Short exercise: Pull out every line in the entries below that contains the string "fest", matching case exactly.

Records from a data source
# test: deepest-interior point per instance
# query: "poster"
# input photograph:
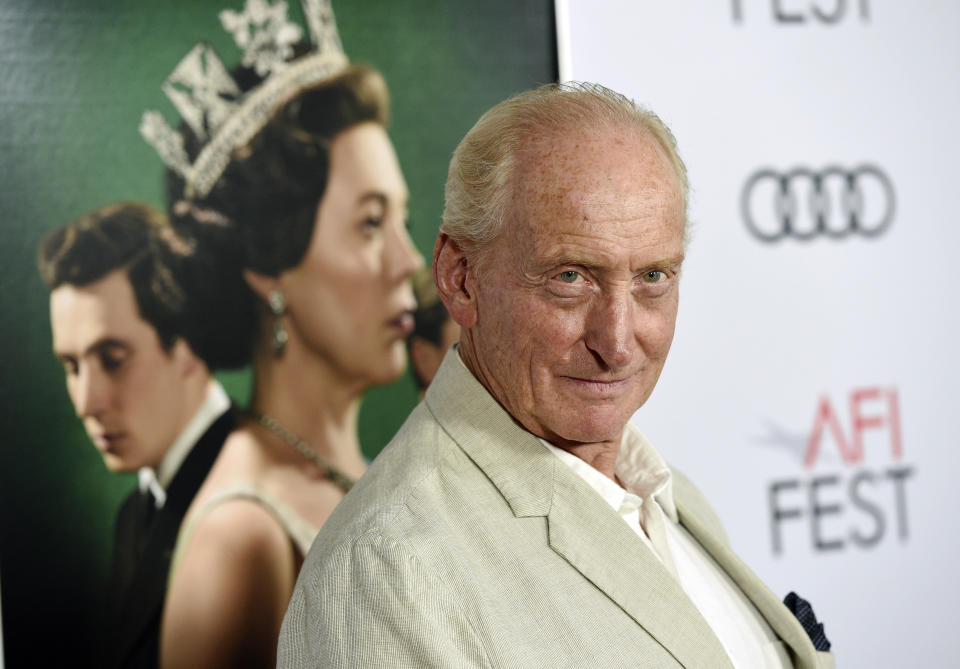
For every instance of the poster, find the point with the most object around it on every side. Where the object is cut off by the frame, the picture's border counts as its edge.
(75, 78)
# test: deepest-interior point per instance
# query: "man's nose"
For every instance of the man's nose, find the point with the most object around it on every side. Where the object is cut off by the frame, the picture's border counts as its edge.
(611, 329)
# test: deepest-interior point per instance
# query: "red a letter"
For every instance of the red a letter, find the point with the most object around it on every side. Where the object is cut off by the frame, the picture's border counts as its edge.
(826, 416)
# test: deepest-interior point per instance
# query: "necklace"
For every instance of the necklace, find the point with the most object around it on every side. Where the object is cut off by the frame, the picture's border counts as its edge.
(336, 477)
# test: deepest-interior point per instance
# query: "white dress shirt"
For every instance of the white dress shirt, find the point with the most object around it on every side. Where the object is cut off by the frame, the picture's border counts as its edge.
(646, 504)
(215, 403)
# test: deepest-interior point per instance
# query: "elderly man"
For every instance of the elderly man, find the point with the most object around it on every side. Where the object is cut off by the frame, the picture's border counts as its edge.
(129, 343)
(518, 519)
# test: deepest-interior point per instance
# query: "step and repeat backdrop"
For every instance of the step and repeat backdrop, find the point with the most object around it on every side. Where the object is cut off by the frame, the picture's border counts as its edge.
(811, 388)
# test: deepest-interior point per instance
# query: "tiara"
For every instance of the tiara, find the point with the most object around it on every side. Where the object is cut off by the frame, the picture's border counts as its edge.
(210, 102)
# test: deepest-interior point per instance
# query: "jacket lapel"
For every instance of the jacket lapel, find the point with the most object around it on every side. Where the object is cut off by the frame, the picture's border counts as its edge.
(784, 624)
(143, 602)
(597, 543)
(582, 528)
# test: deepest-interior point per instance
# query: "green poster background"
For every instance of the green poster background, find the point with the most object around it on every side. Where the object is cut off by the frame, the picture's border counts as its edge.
(75, 77)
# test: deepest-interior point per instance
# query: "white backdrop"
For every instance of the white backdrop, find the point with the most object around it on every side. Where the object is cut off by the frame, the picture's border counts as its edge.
(812, 383)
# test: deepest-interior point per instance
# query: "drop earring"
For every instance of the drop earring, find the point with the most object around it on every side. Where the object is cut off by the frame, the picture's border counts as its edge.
(278, 307)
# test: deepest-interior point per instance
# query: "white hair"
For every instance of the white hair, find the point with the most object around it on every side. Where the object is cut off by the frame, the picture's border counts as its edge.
(480, 179)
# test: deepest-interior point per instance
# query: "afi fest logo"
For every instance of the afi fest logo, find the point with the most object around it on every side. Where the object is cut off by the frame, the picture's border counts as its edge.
(860, 506)
(802, 12)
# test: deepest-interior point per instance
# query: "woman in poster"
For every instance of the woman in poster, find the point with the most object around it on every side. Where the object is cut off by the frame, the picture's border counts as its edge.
(293, 191)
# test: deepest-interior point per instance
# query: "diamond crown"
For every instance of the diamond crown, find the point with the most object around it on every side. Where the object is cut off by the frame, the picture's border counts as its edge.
(210, 102)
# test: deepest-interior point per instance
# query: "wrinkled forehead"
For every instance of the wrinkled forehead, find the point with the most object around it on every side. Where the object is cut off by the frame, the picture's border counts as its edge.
(584, 175)
(80, 316)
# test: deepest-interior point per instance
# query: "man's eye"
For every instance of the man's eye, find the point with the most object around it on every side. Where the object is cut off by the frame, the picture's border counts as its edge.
(653, 276)
(112, 362)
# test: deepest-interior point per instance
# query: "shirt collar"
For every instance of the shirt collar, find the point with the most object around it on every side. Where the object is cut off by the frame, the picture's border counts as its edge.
(641, 470)
(215, 403)
(639, 467)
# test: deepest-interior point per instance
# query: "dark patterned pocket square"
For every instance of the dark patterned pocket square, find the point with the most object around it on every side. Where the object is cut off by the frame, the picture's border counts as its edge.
(801, 608)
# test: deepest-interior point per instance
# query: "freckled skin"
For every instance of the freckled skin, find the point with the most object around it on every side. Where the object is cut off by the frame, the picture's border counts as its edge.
(576, 314)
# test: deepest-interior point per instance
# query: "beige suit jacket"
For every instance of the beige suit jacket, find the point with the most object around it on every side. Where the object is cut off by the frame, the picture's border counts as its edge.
(469, 544)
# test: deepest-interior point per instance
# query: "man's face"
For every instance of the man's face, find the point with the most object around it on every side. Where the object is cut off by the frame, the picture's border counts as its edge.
(126, 389)
(576, 313)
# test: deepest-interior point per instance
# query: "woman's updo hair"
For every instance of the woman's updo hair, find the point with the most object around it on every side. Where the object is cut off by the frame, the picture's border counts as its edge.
(260, 214)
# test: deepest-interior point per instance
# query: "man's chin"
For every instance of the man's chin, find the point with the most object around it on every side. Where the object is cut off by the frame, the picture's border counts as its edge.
(118, 464)
(590, 427)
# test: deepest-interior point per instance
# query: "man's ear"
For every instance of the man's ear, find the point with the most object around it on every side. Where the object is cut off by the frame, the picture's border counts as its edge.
(261, 284)
(454, 280)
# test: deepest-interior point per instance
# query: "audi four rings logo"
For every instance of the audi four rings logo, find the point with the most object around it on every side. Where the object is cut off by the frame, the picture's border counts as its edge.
(803, 204)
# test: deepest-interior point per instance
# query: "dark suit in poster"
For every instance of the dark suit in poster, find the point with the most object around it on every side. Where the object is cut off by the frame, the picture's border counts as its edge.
(141, 558)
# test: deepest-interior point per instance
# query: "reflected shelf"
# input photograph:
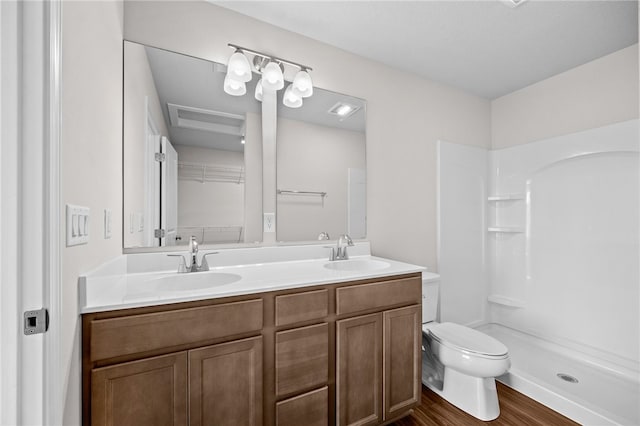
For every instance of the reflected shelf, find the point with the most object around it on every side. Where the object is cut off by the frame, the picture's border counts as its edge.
(505, 301)
(505, 229)
(210, 172)
(505, 197)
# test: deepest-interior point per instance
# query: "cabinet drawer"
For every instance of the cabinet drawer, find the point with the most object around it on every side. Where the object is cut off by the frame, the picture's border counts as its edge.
(312, 408)
(292, 308)
(140, 333)
(379, 295)
(302, 359)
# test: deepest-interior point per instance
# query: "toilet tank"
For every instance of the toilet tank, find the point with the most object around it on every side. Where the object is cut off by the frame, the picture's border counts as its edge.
(430, 291)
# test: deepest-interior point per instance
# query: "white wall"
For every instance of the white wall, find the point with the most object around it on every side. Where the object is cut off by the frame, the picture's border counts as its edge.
(595, 94)
(404, 121)
(91, 159)
(140, 98)
(315, 158)
(462, 260)
(574, 266)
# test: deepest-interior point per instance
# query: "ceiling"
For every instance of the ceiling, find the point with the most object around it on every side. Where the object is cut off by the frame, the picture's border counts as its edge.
(483, 47)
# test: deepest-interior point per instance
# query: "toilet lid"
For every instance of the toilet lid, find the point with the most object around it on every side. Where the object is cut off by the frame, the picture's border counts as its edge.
(467, 339)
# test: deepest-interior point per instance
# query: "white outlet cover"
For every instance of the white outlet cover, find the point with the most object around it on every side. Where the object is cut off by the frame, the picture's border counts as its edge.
(77, 225)
(107, 224)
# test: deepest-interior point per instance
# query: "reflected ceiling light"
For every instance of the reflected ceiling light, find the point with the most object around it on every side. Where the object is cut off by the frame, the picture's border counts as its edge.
(291, 99)
(234, 87)
(272, 69)
(513, 3)
(258, 92)
(272, 77)
(302, 84)
(343, 110)
(239, 68)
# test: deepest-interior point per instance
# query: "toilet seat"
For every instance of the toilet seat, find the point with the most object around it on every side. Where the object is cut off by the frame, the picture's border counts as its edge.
(467, 340)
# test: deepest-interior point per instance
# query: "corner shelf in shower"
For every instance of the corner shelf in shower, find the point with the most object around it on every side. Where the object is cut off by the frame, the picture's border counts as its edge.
(505, 197)
(505, 229)
(505, 301)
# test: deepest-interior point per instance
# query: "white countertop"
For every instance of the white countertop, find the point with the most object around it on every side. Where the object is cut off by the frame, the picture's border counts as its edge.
(112, 288)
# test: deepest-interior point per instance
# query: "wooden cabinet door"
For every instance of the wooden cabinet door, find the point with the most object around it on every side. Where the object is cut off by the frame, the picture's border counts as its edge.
(359, 370)
(150, 392)
(310, 409)
(402, 360)
(225, 384)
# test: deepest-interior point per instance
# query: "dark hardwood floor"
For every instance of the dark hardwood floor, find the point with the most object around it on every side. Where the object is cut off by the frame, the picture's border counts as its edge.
(516, 409)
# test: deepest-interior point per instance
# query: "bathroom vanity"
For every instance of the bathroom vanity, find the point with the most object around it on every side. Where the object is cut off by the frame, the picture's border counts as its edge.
(342, 350)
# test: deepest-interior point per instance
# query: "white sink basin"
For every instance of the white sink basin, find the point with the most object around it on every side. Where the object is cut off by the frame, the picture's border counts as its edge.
(357, 265)
(195, 281)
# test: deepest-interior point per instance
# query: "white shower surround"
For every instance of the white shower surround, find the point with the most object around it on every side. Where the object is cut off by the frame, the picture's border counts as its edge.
(574, 266)
(551, 252)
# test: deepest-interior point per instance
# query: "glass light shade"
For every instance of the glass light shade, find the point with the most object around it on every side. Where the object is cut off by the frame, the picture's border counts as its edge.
(258, 93)
(302, 84)
(290, 99)
(239, 68)
(234, 87)
(272, 78)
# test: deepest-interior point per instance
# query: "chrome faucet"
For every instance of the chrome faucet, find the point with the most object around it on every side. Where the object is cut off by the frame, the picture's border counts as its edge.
(193, 253)
(340, 251)
(194, 266)
(323, 236)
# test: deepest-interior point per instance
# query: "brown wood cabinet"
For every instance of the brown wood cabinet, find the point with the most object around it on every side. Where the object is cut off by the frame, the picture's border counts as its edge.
(378, 366)
(344, 353)
(147, 392)
(225, 384)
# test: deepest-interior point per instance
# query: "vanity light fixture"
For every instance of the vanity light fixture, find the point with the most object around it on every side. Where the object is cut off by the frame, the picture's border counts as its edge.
(258, 93)
(272, 69)
(234, 87)
(513, 3)
(291, 99)
(272, 77)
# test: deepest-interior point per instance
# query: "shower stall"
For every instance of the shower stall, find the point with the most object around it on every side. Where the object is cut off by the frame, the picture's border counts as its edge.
(539, 247)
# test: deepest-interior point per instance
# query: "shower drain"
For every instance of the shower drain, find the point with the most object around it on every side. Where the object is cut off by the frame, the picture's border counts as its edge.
(567, 378)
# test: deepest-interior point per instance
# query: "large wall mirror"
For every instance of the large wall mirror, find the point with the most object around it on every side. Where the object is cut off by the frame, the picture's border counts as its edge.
(193, 158)
(187, 148)
(321, 168)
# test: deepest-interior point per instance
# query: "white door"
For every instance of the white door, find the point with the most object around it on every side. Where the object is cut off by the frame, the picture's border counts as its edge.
(357, 203)
(169, 193)
(152, 190)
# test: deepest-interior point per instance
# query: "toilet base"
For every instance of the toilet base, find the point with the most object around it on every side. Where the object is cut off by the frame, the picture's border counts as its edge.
(474, 395)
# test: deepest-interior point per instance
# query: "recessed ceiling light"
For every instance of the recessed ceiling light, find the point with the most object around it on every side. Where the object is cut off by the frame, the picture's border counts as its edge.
(513, 3)
(343, 110)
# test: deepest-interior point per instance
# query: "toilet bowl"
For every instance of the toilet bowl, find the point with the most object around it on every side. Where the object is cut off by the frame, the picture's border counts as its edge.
(460, 363)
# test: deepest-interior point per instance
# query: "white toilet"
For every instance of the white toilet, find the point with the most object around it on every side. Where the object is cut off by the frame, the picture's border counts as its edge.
(460, 363)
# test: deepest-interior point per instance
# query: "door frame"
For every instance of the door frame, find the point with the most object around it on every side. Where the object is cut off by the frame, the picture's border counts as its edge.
(32, 385)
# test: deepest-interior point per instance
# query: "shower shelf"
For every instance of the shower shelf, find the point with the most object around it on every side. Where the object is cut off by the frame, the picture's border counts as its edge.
(506, 197)
(505, 301)
(505, 229)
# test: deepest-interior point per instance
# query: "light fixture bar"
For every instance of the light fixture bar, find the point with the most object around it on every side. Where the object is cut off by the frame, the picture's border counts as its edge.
(273, 58)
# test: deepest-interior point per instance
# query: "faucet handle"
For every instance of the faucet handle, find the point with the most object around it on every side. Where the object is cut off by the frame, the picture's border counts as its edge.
(193, 244)
(204, 265)
(346, 238)
(182, 267)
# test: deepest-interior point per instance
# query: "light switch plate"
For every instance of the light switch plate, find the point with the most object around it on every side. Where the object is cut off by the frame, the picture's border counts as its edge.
(107, 224)
(77, 225)
(269, 224)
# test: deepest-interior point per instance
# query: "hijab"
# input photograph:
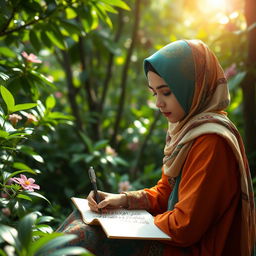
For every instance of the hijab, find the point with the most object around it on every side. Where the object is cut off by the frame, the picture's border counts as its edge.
(194, 75)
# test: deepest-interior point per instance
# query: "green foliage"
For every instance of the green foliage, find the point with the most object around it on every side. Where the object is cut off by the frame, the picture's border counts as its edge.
(67, 98)
(28, 239)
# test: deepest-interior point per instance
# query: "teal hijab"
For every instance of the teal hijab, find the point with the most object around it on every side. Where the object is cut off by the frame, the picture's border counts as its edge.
(174, 63)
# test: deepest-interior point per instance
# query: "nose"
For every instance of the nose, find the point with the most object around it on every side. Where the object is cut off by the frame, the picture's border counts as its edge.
(159, 102)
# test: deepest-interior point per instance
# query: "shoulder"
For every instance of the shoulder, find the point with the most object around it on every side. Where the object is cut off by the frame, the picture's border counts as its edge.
(211, 141)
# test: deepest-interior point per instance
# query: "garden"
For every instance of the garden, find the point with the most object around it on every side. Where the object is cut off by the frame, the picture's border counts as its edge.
(73, 95)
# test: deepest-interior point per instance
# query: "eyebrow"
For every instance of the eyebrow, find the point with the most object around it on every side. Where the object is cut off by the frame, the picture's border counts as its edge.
(159, 86)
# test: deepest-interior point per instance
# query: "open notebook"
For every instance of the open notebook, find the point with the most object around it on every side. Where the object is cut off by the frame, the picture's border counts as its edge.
(122, 223)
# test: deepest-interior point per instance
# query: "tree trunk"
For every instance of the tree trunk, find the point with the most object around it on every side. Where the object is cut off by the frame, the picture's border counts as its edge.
(125, 73)
(249, 85)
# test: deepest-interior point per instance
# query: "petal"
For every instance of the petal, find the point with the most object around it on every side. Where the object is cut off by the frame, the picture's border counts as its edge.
(23, 177)
(35, 186)
(24, 54)
(31, 180)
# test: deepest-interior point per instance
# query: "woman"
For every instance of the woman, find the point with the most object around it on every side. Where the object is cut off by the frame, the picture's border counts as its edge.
(204, 199)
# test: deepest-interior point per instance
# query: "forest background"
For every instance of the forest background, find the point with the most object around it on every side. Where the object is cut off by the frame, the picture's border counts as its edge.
(74, 95)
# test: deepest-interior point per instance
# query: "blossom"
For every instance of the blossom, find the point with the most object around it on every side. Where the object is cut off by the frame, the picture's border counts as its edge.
(31, 57)
(110, 151)
(124, 186)
(30, 118)
(6, 211)
(26, 183)
(231, 71)
(14, 119)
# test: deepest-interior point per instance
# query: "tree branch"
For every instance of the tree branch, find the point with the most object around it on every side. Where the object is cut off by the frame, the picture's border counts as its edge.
(110, 62)
(71, 89)
(125, 72)
(134, 169)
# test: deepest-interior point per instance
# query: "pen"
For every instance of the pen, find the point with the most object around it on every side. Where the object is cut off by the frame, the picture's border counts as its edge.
(92, 177)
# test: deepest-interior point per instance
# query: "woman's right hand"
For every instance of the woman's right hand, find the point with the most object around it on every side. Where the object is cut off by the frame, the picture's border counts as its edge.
(108, 200)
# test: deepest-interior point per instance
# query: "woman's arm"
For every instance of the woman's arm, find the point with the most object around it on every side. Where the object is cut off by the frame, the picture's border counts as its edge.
(209, 187)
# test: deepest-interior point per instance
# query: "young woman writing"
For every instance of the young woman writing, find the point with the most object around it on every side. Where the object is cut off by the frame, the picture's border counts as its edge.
(204, 199)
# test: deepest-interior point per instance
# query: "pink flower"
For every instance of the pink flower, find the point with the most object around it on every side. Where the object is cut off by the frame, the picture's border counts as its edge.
(110, 151)
(30, 118)
(6, 211)
(124, 186)
(58, 95)
(27, 184)
(31, 57)
(14, 119)
(231, 71)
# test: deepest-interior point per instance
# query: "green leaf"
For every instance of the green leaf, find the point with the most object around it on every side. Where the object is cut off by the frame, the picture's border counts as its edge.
(34, 40)
(8, 99)
(117, 3)
(58, 115)
(53, 243)
(41, 242)
(25, 230)
(4, 134)
(43, 79)
(24, 106)
(22, 196)
(71, 250)
(18, 172)
(3, 76)
(50, 102)
(21, 166)
(45, 39)
(32, 193)
(7, 52)
(70, 13)
(87, 142)
(100, 144)
(8, 234)
(57, 39)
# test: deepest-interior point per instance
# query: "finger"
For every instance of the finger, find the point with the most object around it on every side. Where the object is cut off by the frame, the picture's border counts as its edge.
(103, 203)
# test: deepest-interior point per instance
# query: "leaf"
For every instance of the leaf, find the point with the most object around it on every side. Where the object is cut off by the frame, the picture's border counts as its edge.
(40, 77)
(18, 172)
(8, 98)
(87, 142)
(25, 230)
(24, 106)
(70, 13)
(22, 196)
(45, 39)
(44, 248)
(8, 234)
(100, 144)
(4, 134)
(71, 250)
(7, 52)
(56, 38)
(58, 115)
(117, 3)
(50, 102)
(3, 76)
(41, 242)
(34, 40)
(32, 193)
(21, 166)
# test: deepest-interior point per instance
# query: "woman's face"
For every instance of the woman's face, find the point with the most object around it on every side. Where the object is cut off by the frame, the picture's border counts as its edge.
(165, 99)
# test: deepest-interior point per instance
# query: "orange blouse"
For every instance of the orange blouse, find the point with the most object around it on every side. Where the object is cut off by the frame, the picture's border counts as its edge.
(206, 219)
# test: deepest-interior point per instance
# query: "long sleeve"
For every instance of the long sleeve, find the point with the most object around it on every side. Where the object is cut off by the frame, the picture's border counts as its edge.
(207, 191)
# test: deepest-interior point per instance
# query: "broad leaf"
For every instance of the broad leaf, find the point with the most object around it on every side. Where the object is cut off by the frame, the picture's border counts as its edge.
(8, 98)
(24, 106)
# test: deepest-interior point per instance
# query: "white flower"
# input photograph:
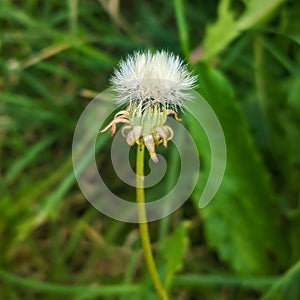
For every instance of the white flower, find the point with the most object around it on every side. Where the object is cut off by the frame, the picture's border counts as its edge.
(147, 78)
(152, 86)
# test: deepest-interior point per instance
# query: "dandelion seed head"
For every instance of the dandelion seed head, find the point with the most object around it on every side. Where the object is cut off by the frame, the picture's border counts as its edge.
(146, 79)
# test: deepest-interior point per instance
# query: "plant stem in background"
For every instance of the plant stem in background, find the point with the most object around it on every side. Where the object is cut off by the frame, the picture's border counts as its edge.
(140, 195)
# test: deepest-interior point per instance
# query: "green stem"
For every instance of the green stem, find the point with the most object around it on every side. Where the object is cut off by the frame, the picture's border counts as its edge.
(140, 195)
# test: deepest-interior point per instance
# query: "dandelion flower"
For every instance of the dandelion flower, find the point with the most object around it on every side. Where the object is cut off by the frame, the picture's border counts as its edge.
(152, 86)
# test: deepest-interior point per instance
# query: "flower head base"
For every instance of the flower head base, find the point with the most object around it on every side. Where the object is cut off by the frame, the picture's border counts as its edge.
(152, 86)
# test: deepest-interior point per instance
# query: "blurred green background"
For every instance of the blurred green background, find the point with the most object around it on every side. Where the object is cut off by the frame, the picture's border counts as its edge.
(55, 56)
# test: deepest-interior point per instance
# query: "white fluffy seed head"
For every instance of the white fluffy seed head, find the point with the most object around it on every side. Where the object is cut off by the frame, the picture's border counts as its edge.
(145, 79)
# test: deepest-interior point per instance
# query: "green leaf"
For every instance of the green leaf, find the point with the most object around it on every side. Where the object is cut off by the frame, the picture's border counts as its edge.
(220, 34)
(173, 250)
(241, 223)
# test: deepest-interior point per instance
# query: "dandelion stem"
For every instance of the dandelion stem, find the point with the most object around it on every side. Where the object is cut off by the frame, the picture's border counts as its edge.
(140, 195)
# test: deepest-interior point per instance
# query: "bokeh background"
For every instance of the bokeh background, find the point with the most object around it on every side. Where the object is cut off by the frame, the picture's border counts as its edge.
(55, 56)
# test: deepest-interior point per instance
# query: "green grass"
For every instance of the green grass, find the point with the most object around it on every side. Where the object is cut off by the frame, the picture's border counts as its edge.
(55, 56)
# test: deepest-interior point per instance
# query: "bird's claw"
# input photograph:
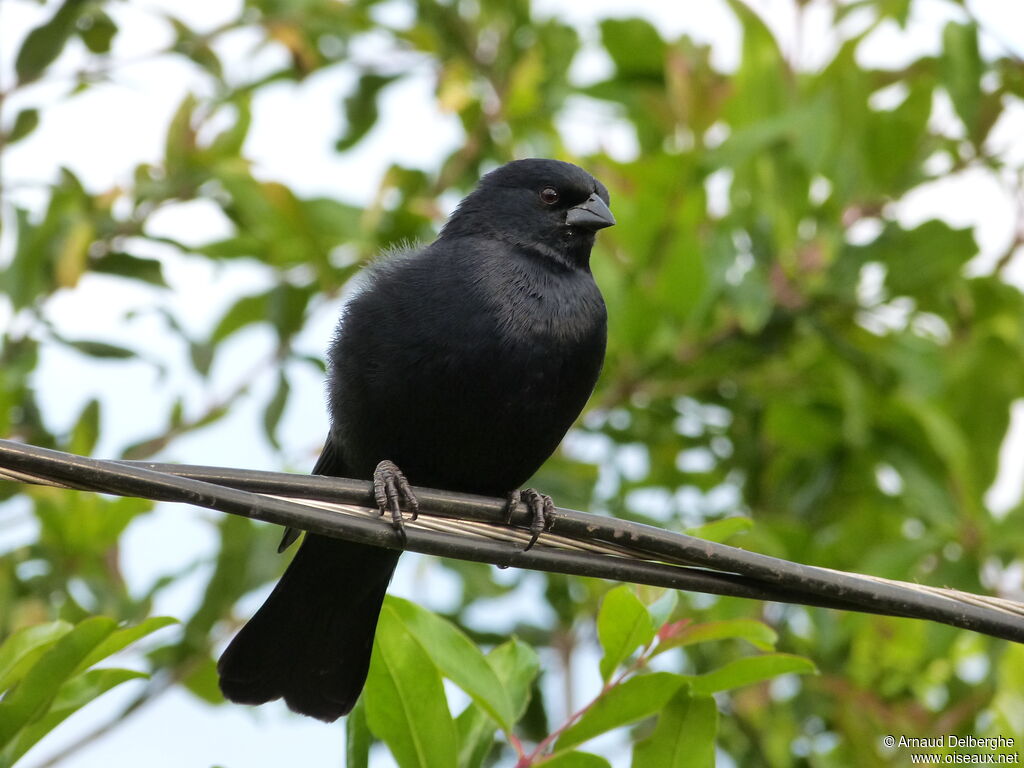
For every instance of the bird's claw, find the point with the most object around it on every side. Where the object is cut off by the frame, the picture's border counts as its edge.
(394, 496)
(542, 511)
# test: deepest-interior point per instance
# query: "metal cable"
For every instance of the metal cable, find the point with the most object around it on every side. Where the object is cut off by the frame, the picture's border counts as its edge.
(473, 527)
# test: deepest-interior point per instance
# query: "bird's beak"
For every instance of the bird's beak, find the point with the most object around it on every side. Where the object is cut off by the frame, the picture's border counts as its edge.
(591, 214)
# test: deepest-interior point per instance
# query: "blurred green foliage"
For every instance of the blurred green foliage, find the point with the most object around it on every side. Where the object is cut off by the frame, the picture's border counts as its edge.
(782, 348)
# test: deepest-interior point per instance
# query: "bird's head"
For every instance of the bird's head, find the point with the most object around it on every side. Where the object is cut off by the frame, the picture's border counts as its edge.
(546, 207)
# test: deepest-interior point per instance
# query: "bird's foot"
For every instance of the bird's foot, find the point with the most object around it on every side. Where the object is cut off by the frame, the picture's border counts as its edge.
(542, 511)
(394, 496)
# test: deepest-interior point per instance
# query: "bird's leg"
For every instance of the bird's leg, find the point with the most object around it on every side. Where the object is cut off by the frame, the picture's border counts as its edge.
(541, 507)
(394, 496)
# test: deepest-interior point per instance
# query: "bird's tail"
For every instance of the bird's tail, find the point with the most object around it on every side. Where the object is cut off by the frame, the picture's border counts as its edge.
(310, 641)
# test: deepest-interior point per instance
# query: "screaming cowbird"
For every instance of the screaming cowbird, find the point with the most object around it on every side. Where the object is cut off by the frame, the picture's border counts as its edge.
(459, 366)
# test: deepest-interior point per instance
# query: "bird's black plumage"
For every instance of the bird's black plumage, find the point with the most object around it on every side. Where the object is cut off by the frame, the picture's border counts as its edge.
(464, 363)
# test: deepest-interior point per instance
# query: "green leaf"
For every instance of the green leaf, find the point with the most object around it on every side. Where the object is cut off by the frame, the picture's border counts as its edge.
(24, 647)
(43, 44)
(516, 666)
(749, 671)
(203, 682)
(404, 698)
(623, 626)
(635, 46)
(475, 732)
(457, 657)
(684, 736)
(759, 635)
(35, 693)
(360, 109)
(660, 609)
(577, 760)
(627, 702)
(99, 349)
(97, 31)
(722, 530)
(122, 638)
(962, 69)
(75, 694)
(134, 267)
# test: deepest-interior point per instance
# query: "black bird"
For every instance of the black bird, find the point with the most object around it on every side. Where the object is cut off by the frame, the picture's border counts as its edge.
(463, 363)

Solution:
# query: "afi fest logo"
For every instance of the afi fest logo, find the point with the most object around it on every side. Where the object is cut off by the frame, the picture's border counts as its edge.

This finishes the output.